Stated task
Copy each of the following rows exactly as it appears.

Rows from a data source
---------------

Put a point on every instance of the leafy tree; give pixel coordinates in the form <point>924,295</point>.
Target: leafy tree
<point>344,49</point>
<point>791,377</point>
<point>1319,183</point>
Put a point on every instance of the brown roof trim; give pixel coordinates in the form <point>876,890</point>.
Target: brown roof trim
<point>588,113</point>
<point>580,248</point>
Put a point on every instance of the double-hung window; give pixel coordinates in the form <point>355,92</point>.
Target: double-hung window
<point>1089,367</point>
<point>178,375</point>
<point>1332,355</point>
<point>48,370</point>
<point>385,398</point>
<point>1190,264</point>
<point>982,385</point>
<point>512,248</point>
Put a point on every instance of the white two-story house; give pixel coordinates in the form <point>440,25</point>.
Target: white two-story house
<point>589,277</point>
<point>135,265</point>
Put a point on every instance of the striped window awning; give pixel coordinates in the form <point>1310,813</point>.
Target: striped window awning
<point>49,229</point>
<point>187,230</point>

---------------

Correct response
Put a point on every instance of the leafy tree; give pixel coordinates in the form <point>924,295</point>.
Target: leafy tree
<point>344,49</point>
<point>791,377</point>
<point>1319,183</point>
Put a point on every instance of the brown roof trim; give pixel coordinates in the form <point>876,890</point>.
Target: brown roof trim
<point>588,113</point>
<point>580,248</point>
Put a point on every instance of the double-hung window; give pixel coordinates in the form <point>355,92</point>.
Target: double-hung window
<point>1089,367</point>
<point>178,375</point>
<point>1332,355</point>
<point>48,370</point>
<point>385,398</point>
<point>1190,264</point>
<point>982,385</point>
<point>512,248</point>
Put a point on every instance of the white two-story house; give pixel coordinates in the form <point>440,25</point>.
Target: white two-story house
<point>589,277</point>
<point>135,265</point>
Put a point on every instance of the striped window awning; give pixel coordinates in the form <point>1310,813</point>.
Target: striped window awning
<point>49,229</point>
<point>187,230</point>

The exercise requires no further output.